(Records from a data source)
|---|

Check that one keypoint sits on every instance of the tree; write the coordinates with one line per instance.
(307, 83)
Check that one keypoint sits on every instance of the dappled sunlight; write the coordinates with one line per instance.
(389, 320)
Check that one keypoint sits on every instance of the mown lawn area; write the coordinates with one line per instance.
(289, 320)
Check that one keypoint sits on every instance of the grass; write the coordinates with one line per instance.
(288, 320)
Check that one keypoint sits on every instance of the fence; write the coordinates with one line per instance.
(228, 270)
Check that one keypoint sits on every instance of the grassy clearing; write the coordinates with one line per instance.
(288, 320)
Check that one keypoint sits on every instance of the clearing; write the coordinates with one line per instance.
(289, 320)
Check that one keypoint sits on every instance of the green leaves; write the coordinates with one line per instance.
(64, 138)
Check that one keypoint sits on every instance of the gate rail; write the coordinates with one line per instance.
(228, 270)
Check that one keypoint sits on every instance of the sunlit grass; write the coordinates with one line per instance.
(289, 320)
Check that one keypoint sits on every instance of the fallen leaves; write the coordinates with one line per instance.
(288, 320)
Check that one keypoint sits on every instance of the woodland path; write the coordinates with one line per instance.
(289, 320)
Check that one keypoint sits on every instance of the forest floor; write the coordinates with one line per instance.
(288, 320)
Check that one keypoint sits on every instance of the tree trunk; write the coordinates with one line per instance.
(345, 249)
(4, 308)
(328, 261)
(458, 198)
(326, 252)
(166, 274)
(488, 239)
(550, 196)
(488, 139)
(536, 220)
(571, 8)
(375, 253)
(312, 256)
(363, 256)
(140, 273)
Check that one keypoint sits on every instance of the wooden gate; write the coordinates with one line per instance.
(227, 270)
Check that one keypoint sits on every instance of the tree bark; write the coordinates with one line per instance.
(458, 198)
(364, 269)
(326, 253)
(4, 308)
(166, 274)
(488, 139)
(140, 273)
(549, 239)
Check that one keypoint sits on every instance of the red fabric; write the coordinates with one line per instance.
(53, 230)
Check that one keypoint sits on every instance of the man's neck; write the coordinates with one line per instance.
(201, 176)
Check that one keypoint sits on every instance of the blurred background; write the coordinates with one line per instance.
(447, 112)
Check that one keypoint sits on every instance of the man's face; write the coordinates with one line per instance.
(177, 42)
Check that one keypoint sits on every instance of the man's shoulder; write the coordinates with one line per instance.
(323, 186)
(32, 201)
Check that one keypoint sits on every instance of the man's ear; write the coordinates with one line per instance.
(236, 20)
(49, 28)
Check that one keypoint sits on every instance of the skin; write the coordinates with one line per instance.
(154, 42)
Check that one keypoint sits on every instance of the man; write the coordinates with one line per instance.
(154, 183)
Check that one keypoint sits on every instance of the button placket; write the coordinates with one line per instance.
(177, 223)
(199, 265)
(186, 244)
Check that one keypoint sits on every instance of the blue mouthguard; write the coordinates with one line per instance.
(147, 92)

|---|

Write out every one of the records above line for line, with no change to any word or number.

### RESPONSE BELOW
Check that one keypoint sits on every instance of the tree; write the coordinates with one line per instance.
(307, 83)
Check that one keypoint sits on every instance of the dappled sunlight; write the coordinates with one line per instance.
(389, 320)
Check that one keypoint sits on every instance of the mown lawn area; write the coordinates with one line per instance.
(289, 320)
Check that one keypoint sits on every instance of the grass; write the coordinates with one line per instance.
(288, 320)
Check that one keypoint sits on every instance of the fence; write the coordinates with one line per instance.
(228, 270)
Check that one keypoint sits on every instance of the grassy clearing; write the coordinates with one line per instance.
(288, 320)
Check that one keypoint sits on every instance of the clearing; write the coordinates with one line per instance.
(289, 320)
Check that one keypoint sits on every instance of the green leaves; write the coordinates with one line per instance.
(64, 138)
Check that one keypoint sits on every instance of the gate rail; write the coordinates with one line per instance.
(228, 270)
Check that one keypoint sits on every instance of the sunlit grass; write the coordinates with one line per instance.
(289, 320)
Check that one keypoint sits on every instance of the fallen leaves; write the coordinates with one line per instance.
(288, 320)
Check that one keypoint sits on every instance of the woodland path; write the coordinates with one line per instance.
(289, 320)
Check that one keypoint sits on every instance of the forest floor; write the coordinates with one line per instance.
(288, 320)
Check that one keypoint sits on every instance of the tree trunk; write the coordinates with one line per instance.
(345, 249)
(4, 308)
(328, 261)
(458, 198)
(326, 252)
(166, 274)
(488, 239)
(550, 196)
(488, 139)
(536, 220)
(571, 8)
(375, 253)
(312, 256)
(363, 256)
(140, 273)
Check that one keypoint sits on every instance of the wooden gate; write the coordinates with one line per instance.
(227, 270)
Check that one keypoint sits on every instance of the tree bark; write the coordinates with one line per instance.
(458, 198)
(364, 269)
(326, 253)
(4, 308)
(166, 274)
(488, 139)
(140, 273)
(549, 239)
Check that one keypoint sits on every instance of the red fabric; write the coordinates with one line per instance.
(53, 230)
Check that one keypoint sits on every instance of the man's neck; write the coordinates with one line per instance.
(201, 176)
Check that one keypoint sits on every instance of the blurred background; write the coordinates with one line per instance.
(447, 112)
Check that one keypoint sits on every instance of the man's face; write the coordinates with one line per instance.
(177, 42)
Check that one keypoint sits on every instance of the man's shoulder; write the coordinates with one line per instance.
(323, 186)
(32, 201)
Check that one keypoint sits on every instance of the man's ear; write the coordinates with one line per instance.
(236, 20)
(49, 28)
Check that one keypoint sits on every instance of the skin; write the coordinates with one line per instance.
(154, 42)
Check that one keypoint sits on every instance of the man; write the coordinates with one line per instance.
(154, 183)
Check that one keypoint sits on every instance of the button placket; write the coordinates with one line per instance.
(177, 223)
(199, 265)
(186, 244)
Check that one keypoint sits on every instance of the blue mouthguard; write the coordinates with one line per instance.
(147, 92)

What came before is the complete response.